Dataset entries —
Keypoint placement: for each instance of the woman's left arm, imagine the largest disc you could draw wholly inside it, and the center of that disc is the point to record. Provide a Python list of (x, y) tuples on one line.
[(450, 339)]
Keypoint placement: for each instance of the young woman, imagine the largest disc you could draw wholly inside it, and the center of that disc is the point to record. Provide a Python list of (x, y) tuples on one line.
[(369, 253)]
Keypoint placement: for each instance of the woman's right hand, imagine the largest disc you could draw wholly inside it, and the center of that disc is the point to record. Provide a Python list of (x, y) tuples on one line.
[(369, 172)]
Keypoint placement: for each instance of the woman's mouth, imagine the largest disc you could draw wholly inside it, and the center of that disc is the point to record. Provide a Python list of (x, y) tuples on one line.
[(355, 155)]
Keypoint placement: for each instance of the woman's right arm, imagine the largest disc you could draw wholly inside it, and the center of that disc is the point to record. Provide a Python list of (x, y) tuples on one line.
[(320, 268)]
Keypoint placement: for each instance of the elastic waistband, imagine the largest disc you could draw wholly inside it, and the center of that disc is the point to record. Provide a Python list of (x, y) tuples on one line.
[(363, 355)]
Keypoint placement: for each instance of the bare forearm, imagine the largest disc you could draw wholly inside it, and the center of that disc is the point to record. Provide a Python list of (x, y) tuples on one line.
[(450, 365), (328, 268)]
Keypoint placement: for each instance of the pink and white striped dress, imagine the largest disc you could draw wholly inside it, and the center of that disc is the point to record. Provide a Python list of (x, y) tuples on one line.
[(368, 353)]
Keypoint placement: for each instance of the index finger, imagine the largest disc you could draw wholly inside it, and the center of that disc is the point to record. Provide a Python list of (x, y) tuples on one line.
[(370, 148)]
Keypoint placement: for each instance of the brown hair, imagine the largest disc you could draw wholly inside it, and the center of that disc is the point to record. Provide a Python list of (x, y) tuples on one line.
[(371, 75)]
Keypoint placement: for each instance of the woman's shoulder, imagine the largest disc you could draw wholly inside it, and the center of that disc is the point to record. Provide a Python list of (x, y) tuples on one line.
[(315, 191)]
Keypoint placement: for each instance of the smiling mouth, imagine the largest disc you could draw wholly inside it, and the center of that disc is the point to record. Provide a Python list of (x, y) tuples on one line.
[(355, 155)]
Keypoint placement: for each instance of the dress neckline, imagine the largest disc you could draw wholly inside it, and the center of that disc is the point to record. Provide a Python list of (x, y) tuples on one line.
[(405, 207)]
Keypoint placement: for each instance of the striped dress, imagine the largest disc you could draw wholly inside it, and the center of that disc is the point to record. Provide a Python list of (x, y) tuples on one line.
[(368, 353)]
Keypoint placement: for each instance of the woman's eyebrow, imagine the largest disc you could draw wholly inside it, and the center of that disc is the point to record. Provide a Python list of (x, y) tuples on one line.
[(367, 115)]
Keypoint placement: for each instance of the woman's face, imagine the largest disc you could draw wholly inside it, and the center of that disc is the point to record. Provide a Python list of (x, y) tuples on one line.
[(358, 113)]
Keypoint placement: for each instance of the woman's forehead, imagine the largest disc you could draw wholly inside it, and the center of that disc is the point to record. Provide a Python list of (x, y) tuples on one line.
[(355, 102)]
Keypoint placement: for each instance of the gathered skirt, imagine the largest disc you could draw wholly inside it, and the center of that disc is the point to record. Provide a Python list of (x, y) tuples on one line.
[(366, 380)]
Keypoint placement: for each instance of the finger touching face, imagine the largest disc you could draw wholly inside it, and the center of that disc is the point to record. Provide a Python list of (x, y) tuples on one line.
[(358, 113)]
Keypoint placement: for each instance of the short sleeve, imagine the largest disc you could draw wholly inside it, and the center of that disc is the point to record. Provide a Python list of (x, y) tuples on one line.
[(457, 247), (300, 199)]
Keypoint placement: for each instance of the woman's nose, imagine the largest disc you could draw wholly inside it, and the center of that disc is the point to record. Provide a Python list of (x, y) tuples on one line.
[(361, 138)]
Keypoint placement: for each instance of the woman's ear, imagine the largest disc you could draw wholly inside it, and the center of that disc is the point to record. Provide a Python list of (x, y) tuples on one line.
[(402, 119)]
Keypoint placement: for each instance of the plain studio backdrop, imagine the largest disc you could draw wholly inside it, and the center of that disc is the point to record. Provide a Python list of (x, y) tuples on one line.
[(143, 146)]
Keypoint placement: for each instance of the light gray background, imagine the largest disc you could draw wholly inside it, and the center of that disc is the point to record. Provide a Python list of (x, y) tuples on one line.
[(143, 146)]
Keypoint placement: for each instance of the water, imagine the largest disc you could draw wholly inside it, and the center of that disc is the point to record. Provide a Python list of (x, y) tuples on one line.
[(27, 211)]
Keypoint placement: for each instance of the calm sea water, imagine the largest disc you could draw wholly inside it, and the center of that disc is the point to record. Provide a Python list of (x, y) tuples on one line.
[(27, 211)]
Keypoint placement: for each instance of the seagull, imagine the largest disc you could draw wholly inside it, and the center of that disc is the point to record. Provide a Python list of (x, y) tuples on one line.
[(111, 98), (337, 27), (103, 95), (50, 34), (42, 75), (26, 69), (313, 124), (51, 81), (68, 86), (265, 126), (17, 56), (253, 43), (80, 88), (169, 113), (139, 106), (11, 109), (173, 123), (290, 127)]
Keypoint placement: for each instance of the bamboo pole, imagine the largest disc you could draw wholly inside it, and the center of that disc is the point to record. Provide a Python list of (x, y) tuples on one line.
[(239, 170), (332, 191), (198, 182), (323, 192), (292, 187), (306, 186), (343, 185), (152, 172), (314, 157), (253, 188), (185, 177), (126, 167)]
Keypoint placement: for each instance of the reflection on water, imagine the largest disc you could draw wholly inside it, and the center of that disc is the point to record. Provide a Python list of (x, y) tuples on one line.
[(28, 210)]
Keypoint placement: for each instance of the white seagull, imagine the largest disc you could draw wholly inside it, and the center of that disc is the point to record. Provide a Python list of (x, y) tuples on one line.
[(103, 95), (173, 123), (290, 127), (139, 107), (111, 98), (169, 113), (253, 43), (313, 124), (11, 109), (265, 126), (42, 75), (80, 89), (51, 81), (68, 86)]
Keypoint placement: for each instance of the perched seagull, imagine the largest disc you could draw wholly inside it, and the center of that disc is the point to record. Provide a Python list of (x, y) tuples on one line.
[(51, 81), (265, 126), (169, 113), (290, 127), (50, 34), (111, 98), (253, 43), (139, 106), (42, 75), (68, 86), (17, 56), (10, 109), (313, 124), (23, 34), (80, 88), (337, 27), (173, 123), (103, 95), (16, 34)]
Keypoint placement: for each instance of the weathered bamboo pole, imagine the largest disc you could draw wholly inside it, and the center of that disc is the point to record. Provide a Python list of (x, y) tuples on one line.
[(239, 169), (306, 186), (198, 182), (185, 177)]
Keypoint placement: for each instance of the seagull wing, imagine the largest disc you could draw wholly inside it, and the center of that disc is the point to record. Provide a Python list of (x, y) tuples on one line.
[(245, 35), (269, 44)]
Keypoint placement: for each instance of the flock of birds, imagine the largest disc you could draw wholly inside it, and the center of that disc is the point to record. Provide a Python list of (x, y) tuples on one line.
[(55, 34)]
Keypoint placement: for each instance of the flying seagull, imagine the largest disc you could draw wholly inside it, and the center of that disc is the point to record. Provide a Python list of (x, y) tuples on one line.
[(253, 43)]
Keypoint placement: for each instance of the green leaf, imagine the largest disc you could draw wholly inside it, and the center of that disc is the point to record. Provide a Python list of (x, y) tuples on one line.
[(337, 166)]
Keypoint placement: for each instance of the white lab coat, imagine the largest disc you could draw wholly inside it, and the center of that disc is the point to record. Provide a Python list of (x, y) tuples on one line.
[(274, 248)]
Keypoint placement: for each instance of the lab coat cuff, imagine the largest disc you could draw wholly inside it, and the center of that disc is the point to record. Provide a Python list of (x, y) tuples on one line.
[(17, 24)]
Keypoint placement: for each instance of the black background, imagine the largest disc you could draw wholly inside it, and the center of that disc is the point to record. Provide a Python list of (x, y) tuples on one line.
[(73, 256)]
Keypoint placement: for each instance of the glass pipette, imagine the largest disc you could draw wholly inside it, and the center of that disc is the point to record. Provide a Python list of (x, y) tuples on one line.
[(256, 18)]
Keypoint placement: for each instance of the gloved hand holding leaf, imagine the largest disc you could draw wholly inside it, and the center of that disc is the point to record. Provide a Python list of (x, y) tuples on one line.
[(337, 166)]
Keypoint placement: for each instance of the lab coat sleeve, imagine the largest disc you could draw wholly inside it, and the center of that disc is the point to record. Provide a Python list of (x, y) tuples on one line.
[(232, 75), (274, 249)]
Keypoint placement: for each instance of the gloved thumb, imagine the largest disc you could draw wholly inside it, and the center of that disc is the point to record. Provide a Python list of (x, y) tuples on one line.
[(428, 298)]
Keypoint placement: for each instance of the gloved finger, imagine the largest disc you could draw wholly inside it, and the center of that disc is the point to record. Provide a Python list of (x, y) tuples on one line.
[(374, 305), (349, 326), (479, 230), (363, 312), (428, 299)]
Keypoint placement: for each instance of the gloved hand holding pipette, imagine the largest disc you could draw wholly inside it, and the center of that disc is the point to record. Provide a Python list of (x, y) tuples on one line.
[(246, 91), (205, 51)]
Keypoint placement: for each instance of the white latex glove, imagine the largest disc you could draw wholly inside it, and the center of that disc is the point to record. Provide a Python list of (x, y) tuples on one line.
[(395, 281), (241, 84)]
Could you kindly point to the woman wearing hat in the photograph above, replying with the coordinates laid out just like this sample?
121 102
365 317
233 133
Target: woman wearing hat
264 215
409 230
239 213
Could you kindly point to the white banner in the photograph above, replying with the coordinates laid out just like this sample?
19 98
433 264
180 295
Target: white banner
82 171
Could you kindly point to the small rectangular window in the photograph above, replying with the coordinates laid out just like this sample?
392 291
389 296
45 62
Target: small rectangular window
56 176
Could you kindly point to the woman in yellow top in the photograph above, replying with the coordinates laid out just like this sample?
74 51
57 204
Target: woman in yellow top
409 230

What to produce —
The lines above may hold the string "laid". Say how many do, and give only that number.

Reply to the task —
4